Object point labels
○ ○ ○ ○ ○ ○ ○
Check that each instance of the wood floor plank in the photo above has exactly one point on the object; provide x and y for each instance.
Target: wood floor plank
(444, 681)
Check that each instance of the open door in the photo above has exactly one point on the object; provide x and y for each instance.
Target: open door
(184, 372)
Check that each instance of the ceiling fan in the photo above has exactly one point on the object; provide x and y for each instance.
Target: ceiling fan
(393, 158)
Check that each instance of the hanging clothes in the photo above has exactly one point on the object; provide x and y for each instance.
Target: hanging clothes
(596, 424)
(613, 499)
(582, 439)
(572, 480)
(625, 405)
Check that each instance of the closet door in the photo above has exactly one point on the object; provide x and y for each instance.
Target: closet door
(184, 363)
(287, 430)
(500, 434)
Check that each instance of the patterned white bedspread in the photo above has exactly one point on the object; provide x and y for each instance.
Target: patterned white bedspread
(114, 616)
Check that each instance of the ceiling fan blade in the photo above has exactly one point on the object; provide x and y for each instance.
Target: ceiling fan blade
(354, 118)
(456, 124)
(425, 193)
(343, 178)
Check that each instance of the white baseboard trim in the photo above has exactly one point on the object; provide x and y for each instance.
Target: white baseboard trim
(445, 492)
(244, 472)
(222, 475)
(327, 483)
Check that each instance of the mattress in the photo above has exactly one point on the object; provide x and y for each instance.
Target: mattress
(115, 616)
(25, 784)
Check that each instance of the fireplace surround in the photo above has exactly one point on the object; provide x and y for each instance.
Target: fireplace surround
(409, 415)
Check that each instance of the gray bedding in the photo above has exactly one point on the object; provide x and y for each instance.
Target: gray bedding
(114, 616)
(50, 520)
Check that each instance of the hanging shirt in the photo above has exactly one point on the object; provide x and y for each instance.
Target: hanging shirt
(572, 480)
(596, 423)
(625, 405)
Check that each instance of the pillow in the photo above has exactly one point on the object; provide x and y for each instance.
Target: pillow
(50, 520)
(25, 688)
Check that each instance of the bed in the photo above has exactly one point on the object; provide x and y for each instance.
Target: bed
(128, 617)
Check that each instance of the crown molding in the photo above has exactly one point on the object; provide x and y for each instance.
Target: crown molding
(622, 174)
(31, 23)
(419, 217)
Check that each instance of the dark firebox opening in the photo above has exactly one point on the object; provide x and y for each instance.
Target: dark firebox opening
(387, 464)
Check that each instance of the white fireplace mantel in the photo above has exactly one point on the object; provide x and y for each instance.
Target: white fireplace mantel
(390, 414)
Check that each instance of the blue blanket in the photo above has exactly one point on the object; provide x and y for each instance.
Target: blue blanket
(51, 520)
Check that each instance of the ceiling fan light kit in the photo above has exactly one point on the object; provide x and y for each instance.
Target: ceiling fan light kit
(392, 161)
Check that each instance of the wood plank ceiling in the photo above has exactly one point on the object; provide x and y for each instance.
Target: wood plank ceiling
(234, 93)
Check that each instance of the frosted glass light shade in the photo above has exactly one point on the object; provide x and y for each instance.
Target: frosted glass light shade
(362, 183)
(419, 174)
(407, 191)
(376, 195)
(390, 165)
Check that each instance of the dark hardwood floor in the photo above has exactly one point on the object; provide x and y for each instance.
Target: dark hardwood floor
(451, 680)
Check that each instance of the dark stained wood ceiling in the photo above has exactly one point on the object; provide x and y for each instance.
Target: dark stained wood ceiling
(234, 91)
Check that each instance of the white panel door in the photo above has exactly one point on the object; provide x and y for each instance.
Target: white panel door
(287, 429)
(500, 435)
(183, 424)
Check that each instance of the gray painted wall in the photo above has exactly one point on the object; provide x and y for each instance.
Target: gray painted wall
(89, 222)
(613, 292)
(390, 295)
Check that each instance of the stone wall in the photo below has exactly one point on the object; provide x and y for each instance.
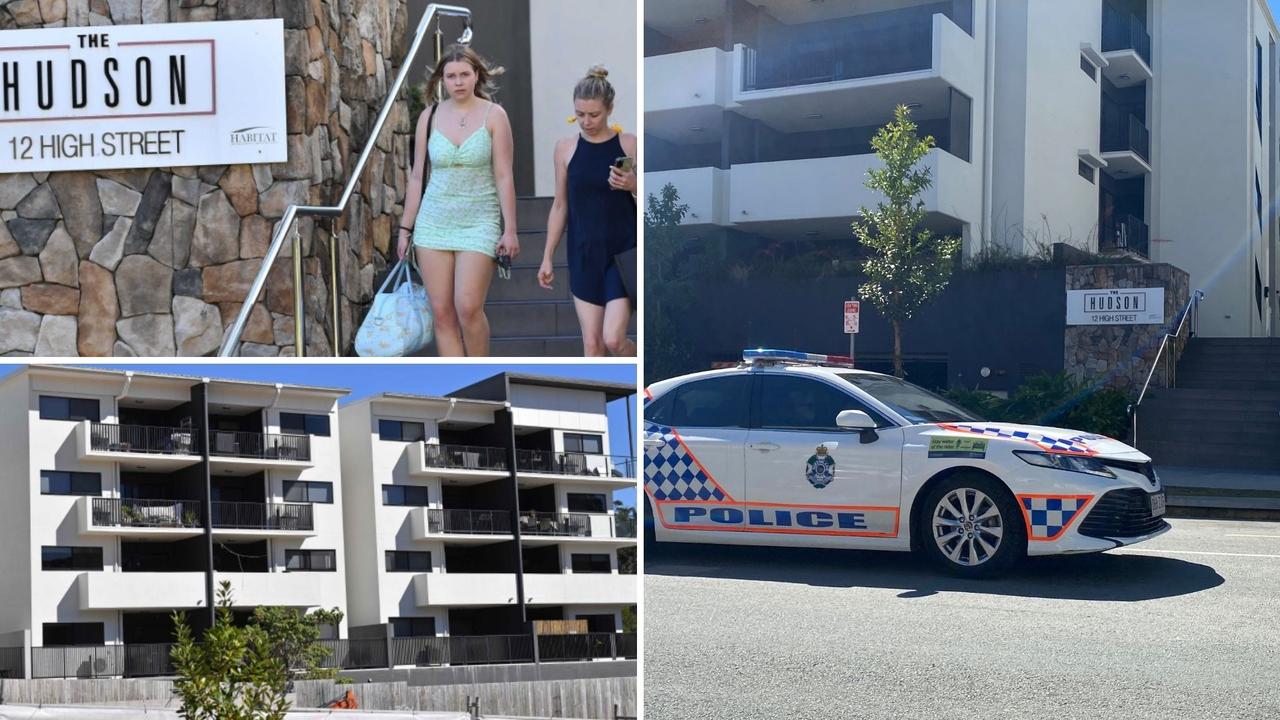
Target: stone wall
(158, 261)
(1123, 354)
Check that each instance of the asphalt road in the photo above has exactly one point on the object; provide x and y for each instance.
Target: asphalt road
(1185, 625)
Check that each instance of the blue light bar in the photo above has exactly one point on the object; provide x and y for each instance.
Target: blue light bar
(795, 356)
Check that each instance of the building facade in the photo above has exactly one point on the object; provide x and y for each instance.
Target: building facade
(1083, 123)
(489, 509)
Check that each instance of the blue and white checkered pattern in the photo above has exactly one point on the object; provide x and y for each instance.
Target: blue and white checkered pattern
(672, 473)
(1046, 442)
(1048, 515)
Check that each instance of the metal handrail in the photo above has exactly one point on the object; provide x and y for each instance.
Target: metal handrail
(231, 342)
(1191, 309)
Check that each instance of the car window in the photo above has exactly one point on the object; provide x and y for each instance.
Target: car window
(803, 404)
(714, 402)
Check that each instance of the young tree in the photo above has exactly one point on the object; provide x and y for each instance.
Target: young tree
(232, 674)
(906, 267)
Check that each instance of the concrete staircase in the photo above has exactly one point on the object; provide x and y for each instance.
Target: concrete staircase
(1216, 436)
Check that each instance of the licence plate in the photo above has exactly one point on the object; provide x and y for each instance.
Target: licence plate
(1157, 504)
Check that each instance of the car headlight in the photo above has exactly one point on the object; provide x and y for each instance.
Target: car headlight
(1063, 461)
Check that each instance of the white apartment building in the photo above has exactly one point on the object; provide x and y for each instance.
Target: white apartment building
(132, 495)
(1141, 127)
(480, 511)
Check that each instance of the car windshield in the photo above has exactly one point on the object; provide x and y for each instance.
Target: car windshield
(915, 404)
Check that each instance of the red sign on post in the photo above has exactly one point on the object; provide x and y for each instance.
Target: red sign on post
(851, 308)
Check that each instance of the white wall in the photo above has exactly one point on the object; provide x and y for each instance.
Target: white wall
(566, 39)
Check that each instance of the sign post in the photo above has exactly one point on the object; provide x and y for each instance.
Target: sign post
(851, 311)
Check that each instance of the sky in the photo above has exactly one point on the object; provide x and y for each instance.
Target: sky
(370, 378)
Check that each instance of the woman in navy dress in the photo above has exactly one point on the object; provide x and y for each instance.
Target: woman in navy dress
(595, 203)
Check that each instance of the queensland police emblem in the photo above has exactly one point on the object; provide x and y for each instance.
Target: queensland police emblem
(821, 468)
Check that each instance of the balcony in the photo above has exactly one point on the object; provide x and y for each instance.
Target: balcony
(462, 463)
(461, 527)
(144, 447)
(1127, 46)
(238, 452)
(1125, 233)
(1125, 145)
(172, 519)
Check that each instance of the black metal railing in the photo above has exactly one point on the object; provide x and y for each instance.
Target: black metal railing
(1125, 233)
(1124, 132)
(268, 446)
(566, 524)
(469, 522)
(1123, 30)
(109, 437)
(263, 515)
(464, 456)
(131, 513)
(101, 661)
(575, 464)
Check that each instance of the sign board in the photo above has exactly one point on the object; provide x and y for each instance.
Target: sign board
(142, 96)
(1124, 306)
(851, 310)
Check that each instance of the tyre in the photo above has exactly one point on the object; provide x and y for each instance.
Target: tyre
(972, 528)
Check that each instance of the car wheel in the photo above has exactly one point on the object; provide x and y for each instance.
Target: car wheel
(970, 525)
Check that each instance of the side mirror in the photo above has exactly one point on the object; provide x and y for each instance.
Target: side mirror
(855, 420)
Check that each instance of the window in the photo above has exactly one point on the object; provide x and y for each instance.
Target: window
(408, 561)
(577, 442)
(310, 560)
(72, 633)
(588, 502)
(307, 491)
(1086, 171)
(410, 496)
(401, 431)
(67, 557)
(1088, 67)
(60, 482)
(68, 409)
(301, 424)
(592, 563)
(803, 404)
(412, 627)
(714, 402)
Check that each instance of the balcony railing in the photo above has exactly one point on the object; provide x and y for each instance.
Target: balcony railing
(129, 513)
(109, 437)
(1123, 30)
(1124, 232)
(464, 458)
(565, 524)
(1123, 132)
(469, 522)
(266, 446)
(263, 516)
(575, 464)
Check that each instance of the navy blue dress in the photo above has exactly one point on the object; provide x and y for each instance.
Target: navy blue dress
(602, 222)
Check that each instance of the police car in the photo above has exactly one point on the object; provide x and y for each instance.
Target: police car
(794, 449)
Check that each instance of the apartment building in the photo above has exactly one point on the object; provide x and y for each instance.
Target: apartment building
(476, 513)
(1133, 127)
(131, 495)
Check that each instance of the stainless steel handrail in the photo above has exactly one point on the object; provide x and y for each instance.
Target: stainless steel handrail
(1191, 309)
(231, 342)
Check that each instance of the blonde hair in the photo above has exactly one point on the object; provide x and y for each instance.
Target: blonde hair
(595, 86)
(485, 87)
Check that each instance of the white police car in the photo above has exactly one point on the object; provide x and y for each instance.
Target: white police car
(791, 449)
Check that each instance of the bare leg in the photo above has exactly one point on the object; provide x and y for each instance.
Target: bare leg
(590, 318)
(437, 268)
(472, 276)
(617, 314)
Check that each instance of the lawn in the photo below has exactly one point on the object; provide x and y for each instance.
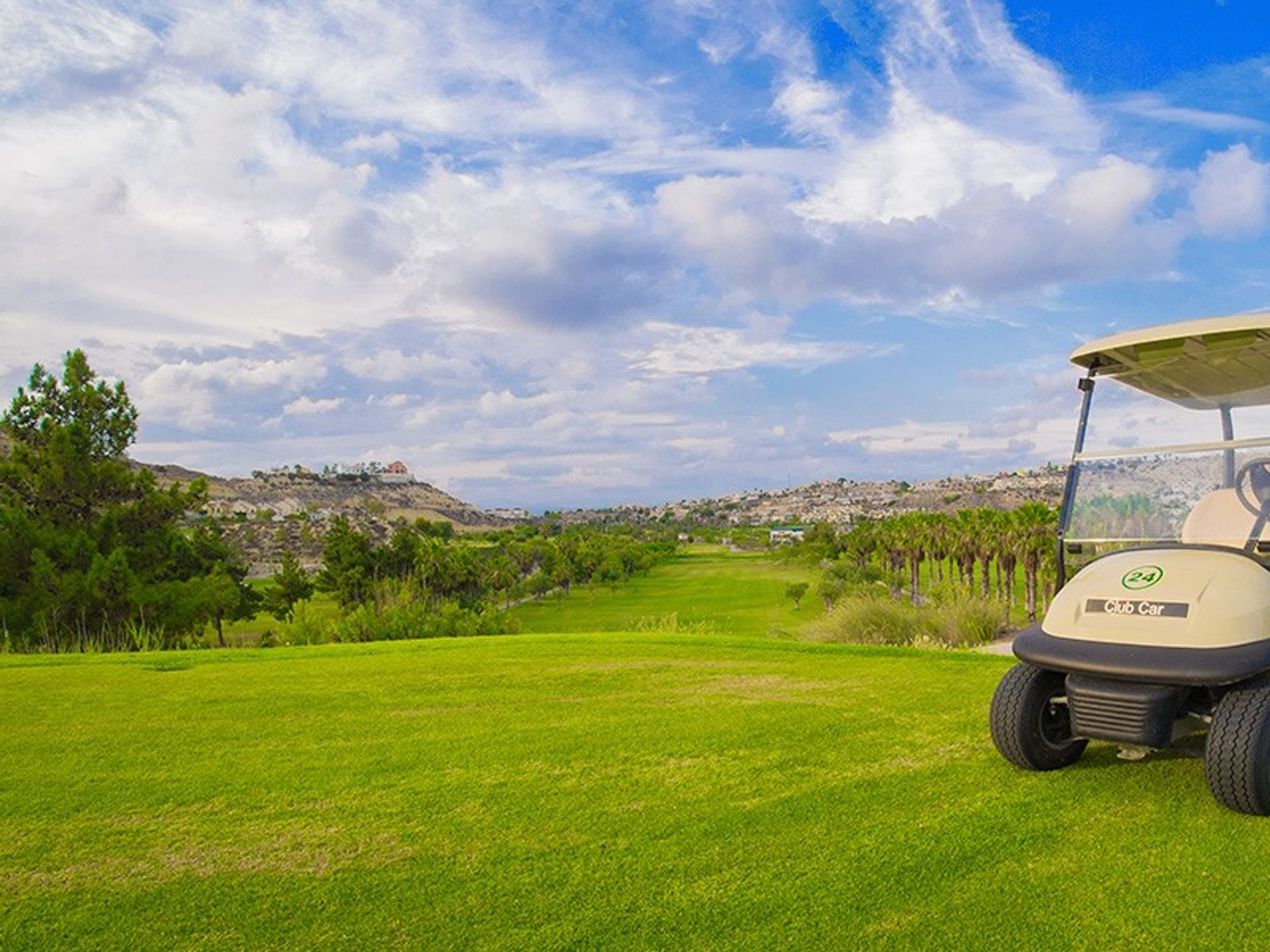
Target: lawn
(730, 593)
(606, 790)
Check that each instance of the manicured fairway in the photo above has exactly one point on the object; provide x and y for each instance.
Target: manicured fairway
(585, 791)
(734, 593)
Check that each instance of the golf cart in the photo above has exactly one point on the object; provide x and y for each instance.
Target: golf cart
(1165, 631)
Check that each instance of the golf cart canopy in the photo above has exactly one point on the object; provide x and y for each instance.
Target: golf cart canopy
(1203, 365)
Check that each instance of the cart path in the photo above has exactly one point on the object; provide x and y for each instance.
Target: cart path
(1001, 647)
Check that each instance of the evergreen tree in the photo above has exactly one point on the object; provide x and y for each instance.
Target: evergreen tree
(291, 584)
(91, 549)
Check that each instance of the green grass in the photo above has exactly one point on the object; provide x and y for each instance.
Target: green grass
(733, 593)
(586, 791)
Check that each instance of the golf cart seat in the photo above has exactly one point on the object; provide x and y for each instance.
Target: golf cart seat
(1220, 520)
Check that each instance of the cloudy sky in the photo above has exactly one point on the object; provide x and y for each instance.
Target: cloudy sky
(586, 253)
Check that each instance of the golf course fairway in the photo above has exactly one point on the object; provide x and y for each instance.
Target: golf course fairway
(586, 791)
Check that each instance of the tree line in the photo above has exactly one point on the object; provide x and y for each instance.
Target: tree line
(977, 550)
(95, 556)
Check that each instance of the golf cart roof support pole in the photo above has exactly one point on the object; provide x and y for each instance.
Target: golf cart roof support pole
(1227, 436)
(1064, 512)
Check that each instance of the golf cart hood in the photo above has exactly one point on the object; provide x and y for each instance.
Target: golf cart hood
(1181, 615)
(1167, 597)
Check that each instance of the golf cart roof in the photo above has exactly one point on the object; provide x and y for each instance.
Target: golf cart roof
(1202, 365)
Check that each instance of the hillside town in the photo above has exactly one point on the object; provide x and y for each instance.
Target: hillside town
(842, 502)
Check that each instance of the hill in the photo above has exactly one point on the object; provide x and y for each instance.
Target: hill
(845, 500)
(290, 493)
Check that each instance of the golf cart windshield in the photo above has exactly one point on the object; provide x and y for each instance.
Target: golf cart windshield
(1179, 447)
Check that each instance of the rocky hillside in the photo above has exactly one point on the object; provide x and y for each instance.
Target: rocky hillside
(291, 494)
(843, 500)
○ ○ ○ ○ ○ ○ ○
Task objective: Turn the part of the lines above that opens with the line containing "Check that each instance of the navy" and closes with the line containing "(1203, 365)" into a numbered list, skipping blank lines. Leave the pictures out of your answer.

Solution:
1. Check that each instance of the navy blue dress in the photo above has exactly one point on the object; provide x and y for each instance.
2. Target: navy blue dress
3. (602, 222)
4. Check that each instance of the police car in the photo above has exactly one point on the object; provide x and y for each instance.
5. Target: police car
6. (794, 449)
7. Check that each instance of the apartment building in the photo above has exactly one point on the object; provide x and y for each instance.
8. Target: apartment building
9. (476, 513)
10. (1133, 127)
11. (131, 495)
12. Check that each instance of the stainless steel handrail in the photo above has exactly one point on the object; provide x and y for each instance.
13. Target: stainless steel handrail
14. (1191, 309)
15. (231, 342)
16. Check that each instance of the blonde hair in the photo above has exactly one point on the object; provide x and y for each instance.
17. Target: blonde hair
18. (595, 86)
19. (485, 87)
20. Check that each instance of the white police car in the photo above has exactly one point on the object; provide x and y for each instance.
21. Target: white police car
22. (791, 449)
23. Check that each instance of the bare leg in the photo above has exactly one point on the object; provide x and y for each instance.
24. Target: bare leg
25. (590, 318)
26. (437, 268)
27. (472, 276)
28. (617, 314)
29. Check that each instance of the lawn in the photo below has exactly one point on the object; provide x and y for each instance.
30. Target: lawn
31. (730, 593)
32. (606, 790)
33. Check that each instance of the manicured fairway in the photo above has exactly one point on the object; provide x and y for each instance.
34. Target: manicured fairway
35. (585, 791)
36. (734, 593)
37. Check that each instance of the golf cart in the photo above has exactly one point on the object; provide x and y for each instance.
38. Target: golf cart
39. (1165, 631)
40. Check that each instance of the golf cart canopy in the photo above has exactly one point on the object; provide x and y for each instance.
41. Target: golf cart canopy
42. (1203, 365)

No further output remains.